(Box-labeled dataset extracts)
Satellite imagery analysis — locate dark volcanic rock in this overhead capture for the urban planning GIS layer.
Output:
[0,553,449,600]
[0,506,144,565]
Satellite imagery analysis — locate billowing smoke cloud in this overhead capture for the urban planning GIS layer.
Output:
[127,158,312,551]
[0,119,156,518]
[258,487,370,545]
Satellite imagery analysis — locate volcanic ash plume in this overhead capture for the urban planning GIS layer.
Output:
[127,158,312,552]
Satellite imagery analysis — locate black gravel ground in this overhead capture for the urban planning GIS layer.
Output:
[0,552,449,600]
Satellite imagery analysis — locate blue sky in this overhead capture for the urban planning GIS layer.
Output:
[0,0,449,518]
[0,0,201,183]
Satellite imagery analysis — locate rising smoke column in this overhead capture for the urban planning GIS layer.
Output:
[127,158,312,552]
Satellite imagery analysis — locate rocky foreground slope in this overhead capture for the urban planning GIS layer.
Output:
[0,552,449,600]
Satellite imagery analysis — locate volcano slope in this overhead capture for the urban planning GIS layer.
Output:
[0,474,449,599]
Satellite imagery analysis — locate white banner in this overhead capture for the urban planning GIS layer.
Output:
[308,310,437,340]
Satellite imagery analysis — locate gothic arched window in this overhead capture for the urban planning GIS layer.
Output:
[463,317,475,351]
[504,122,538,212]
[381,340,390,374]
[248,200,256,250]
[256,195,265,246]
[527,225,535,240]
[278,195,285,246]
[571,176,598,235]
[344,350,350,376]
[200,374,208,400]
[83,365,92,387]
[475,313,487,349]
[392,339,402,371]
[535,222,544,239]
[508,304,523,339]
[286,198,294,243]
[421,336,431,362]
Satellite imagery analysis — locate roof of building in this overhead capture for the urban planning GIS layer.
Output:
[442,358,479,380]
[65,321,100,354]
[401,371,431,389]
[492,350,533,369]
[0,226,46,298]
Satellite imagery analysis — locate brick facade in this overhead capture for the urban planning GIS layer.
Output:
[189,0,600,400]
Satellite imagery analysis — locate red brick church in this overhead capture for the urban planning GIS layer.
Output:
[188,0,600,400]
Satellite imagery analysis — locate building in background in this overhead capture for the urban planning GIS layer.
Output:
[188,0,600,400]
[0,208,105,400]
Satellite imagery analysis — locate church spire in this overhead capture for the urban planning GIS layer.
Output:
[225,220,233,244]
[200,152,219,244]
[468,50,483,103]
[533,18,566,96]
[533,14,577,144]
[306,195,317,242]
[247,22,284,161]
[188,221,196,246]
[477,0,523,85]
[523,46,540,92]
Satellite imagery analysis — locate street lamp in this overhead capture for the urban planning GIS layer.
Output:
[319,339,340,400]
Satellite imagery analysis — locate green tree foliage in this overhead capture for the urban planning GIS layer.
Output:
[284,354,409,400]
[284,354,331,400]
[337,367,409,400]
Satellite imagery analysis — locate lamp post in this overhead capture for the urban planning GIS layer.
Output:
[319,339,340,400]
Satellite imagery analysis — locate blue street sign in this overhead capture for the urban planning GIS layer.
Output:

__TASK INSTRUCTIONS__
Edit the lines above so that every "overhead capture" becomes "aerial photo", keeping everything else the same.

__PROBLEM SOLUTION__
Satellite imagery analysis — locate dark volcanic rock in this aerial photo for the urban planning GIS layer.
Output:
[0,553,449,600]
[0,506,144,565]
Satellite imagery analysis — locate billowing smoke cloud in this aerial photo for the urban planning GIS layer.
Output:
[127,158,312,551]
[0,119,156,518]
[258,487,370,545]
Satellite imagery analysis — locate volcanic ash plume in this aerial photo for the urban planning GIS layer.
Output:
[127,158,312,552]
Satellite imagery analysis — locate black gravel ground in this aerial photo for the urban planning GIS layer.
Output:
[0,552,449,600]
Satellite imagery analysis — locate blue sky in this aerial photo for the urban planning GIS layer.
Output:
[0,0,449,518]
[0,0,201,183]
Satellite imagery analysis — locate rising smoke column in this aerial photo for the urban planning GIS layer.
Output:
[127,158,312,552]
Satellite imagery analysis — locate rocky foreground slope in this aerial photo for the urban planning GIS layer.
Output:
[0,552,449,600]
Satellite imagery analysis — locate volcano slope in this aerial photo for the urban planning GIS layer.
Output:
[0,474,449,599]
Satellite imagery analysis — locate white banner in this aerial photo for the urban planning GIS layer.
Output:
[308,310,437,340]
Satellite imagery analysis — locate gothic arched window in this aerial photo for the urban planning GIS layer.
Output:
[463,317,475,351]
[504,122,538,212]
[381,340,390,374]
[248,200,256,250]
[256,195,265,246]
[527,225,535,240]
[278,195,285,246]
[571,176,598,235]
[344,350,350,376]
[200,374,208,400]
[83,365,92,387]
[475,313,487,349]
[392,339,402,371]
[535,222,544,239]
[508,304,523,339]
[286,198,294,243]
[421,336,431,362]
Satellite imagery analysis — locate roof of building in this aerial photo for the urban planning GIS layer.
Output:
[442,358,479,380]
[65,321,100,354]
[401,371,431,389]
[492,350,533,369]
[0,226,46,298]
Satellite imagery analysis — locate brick facade in this aerial photo for the urban planning GIS layer.
Output:
[189,0,600,400]
Satellite imagery analysis — locate red brick church in this aerial photo for the urban planning GIS layer.
Output:
[188,0,600,400]
Satellite imagery analysis — locate building in background in this aerial photo for the urban planning GIS layer.
Output:
[188,0,600,400]
[0,208,105,400]
Satellite imagery analysis — locate church spire in this aerial photo for the urban planning GIS layer.
Output:
[225,220,233,244]
[200,152,219,244]
[468,50,483,103]
[533,18,566,96]
[533,14,577,144]
[306,195,317,242]
[247,22,284,161]
[188,221,196,246]
[477,0,523,85]
[523,46,540,92]
Satellite imagery analysis — locate street lamp in this aerial photo for the urban planning GIS layer.
Output:
[319,339,340,400]
Satellite imagery analysis — locate green tree foliage in this aerial photo for the urban planning GIS layer.
Output:
[284,354,409,400]
[284,354,331,400]
[337,367,409,400]
Satellite imagery analysis — locate lamp post in this aerial photo for the urban planning GIS layer.
Output:
[319,339,340,400]
Satellite imagery analysis — locate blue street sign in this aerial photo for the urban planning GIS layer.
Output:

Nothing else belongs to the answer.